Excerpt from a dataset:

········

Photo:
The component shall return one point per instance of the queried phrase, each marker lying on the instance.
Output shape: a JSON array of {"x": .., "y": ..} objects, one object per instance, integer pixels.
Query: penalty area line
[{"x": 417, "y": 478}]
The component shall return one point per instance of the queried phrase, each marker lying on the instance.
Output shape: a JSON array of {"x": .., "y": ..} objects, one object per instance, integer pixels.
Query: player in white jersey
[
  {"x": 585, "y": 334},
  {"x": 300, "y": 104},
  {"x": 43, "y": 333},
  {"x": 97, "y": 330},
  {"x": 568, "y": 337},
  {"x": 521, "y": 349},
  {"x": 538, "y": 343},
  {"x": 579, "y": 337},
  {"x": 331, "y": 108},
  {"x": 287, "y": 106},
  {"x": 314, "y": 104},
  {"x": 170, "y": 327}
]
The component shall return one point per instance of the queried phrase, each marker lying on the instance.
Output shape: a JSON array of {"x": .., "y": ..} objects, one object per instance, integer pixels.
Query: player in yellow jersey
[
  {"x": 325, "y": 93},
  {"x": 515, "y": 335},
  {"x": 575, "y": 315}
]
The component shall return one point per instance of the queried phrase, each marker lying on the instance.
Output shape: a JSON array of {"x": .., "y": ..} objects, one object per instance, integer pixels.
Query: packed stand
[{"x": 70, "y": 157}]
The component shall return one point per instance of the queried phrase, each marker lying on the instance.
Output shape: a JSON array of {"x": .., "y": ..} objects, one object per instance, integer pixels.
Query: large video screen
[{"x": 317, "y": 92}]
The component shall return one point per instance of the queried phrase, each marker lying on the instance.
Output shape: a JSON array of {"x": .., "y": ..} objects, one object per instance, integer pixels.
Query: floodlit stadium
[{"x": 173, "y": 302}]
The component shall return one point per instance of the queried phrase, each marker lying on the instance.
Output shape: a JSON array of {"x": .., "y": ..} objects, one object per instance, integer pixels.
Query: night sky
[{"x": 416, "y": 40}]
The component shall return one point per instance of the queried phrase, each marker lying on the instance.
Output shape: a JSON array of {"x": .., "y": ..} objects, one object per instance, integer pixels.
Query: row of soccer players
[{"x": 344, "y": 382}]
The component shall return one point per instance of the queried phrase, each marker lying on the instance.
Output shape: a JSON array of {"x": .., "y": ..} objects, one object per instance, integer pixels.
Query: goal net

········

§ **Exercise goal**: Write out all the data again, exactly as it appears.

§ **Exercise output**:
Photo:
The component shall return one point per instance of the queried phrase, each marker lying on the instance.
Output shape: a JSON array of {"x": .., "y": ..} objects, one object per instance, integer pixels.
Query: penalty area line
[{"x": 417, "y": 478}]
The component shall return one point per instance of the queried phrase, each marker lying on the instance.
Output shape: a JSON array of {"x": .., "y": ..} objects, one object per instance, integer pixels.
Query: player in white jersey
[
  {"x": 585, "y": 334},
  {"x": 300, "y": 104},
  {"x": 43, "y": 333},
  {"x": 97, "y": 330},
  {"x": 568, "y": 337},
  {"x": 521, "y": 349},
  {"x": 538, "y": 343},
  {"x": 579, "y": 337},
  {"x": 331, "y": 108},
  {"x": 287, "y": 106},
  {"x": 314, "y": 104},
  {"x": 170, "y": 327}
]
The component shall return one point per instance of the queried phrase, each marker lying on the instance.
Output shape: a JSON array of {"x": .., "y": ..} objects, one object per instance, integer pixels.
Query: player in yellow jersey
[
  {"x": 325, "y": 93},
  {"x": 515, "y": 335},
  {"x": 575, "y": 315}
]
The component shall return one point per instance of the queried phrase, each marker lying on the instance.
Output shape: a JSON array of {"x": .., "y": ..} objects, one object per instance, integer pixels.
Query: packed stand
[{"x": 70, "y": 157}]
The component shall return one point per instance of the queried phrase, each marker lying on the instance.
Output shape: a JSON array of {"x": .., "y": ..} objects, one object per instance, integer pixels.
Query: large video screen
[{"x": 317, "y": 92}]
The component shall return one point per instance of the queried phrase, each marker lying on the instance.
Output shape: a JSON array of {"x": .., "y": ..} objects, one object per instance, integer pixels.
Query: floodlit stadium
[{"x": 173, "y": 302}]
The component shall return one point per instance of the queried phrase, each marker lying on the instance.
Output shape: a JSON array of {"x": .., "y": ..} objects, one object per instance, integer pixels.
Query: night sky
[{"x": 416, "y": 40}]
The component shall return one point per instance of the queried phrase, each marker lying on the instance.
Output shape: a JSON array of {"x": .., "y": ..} objects, one object per instance, integer pixels.
Query: row of soccer players
[{"x": 344, "y": 382}]
The component shall return one point per instance of the queried phrase, each marker lying on the instance.
Output shape: a JSON array of {"x": .., "y": ..} objects, one object per instance, integer pixels.
Query: goal net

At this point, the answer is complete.